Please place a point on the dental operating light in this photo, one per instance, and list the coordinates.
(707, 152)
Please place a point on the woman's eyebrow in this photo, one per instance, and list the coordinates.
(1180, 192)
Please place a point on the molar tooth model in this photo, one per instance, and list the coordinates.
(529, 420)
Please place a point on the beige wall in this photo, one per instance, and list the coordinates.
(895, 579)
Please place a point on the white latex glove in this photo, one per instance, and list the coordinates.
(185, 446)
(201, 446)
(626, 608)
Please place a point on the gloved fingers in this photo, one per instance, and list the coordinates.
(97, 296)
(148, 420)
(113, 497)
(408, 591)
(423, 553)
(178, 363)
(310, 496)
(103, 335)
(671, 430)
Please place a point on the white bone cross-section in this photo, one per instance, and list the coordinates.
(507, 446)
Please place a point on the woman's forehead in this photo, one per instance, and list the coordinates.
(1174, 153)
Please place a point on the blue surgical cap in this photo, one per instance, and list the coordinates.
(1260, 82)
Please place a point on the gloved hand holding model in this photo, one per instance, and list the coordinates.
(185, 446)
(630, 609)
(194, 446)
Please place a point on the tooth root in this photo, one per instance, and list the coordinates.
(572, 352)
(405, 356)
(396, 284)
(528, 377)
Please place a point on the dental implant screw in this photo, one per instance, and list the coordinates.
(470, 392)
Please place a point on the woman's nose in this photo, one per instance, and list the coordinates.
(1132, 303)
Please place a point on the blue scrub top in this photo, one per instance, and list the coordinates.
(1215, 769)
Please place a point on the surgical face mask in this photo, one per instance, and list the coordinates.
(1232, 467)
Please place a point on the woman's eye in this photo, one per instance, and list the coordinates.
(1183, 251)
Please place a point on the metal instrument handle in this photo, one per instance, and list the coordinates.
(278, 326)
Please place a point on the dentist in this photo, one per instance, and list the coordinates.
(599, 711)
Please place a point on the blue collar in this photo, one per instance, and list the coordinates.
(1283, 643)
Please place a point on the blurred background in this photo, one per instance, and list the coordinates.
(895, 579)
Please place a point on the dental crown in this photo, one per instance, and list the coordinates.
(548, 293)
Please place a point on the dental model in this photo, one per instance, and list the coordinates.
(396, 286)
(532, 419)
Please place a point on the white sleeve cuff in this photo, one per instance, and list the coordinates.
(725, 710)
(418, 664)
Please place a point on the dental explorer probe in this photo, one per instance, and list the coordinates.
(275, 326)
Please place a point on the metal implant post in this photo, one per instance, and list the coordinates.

---------------

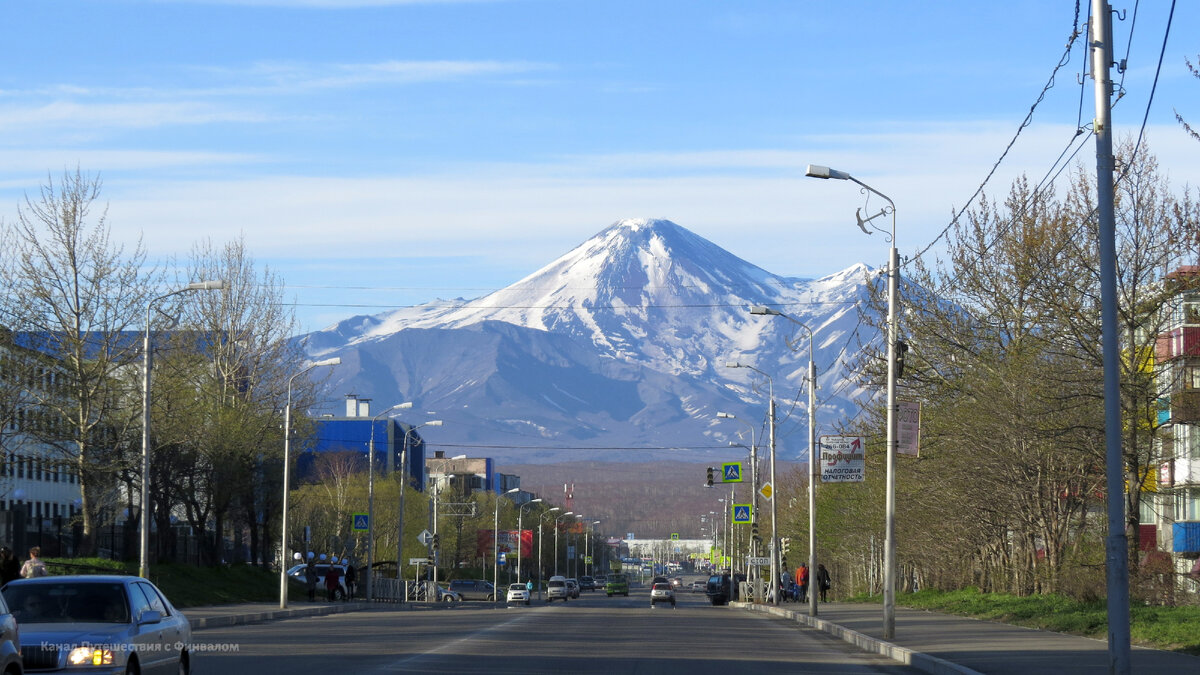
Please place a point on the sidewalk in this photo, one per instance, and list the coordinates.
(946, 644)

---------------

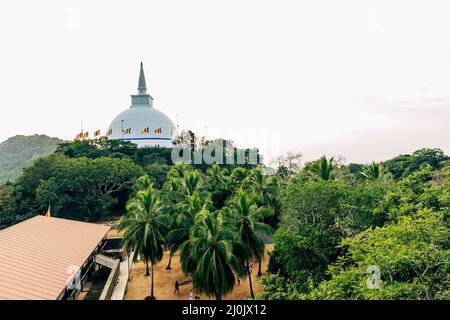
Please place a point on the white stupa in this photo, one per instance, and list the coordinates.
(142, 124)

---------------

◆ Exercise aim: In the listing above, start at the line with "Please place a point on the gloved hand", go on through the line with "Please place a point on the metal implant", and copy each of those lines exactly; leave out all the rest.

◆ Result for this task:
Please place a point on the gloved hand holding model in this photo, one per instance, and list the coordinates.
(185, 446)
(630, 609)
(194, 446)
Please place a point on the tooth root in this photo, one per instance, and list the coordinates.
(572, 352)
(405, 356)
(396, 284)
(528, 377)
Please place a point on the dental implant screw in this photo, one per instance, and list the coordinates.
(470, 392)
Please place a point on the woman's nose in this photo, one per instance, and list the coordinates.
(1132, 303)
Please place a point on the blue scrub top in this photo, one per instance, and list the coordinates.
(1215, 769)
Please place a point on the surgical face mask in this photo, one per instance, and list the coordinates.
(1232, 467)
Please place a point on the woman's eye in this photo, one per instance, and list the coordinates.
(1183, 251)
Please place a point on the metal instrument handle in this photo, one per instance, and list the coordinates.
(278, 326)
Please place a point on the dentist in this photo, one per instance, and list the coordinates.
(599, 711)
Please place a point on the blue collar in this photo, one per instance, and list the coordinates.
(1283, 643)
Please place a point on the blurred background in this photo, one per instance, and list the coordinates.
(895, 579)
Please place a point on the dental crown in this photo, one per instance, and list the coordinates.
(548, 293)
Please place a point on the dental model in this photo, one per instance, and list the coordinates.
(396, 286)
(532, 419)
Please place a point on the white sleeve cuff in this photo, one per instance, and list the coordinates.
(725, 710)
(418, 664)
Please place a point on the dental explorer probe in this photo, one per instance, and list the coordinates.
(275, 326)
Please place a point on the metal implant post in this photo, one per instance, and list the coordinates.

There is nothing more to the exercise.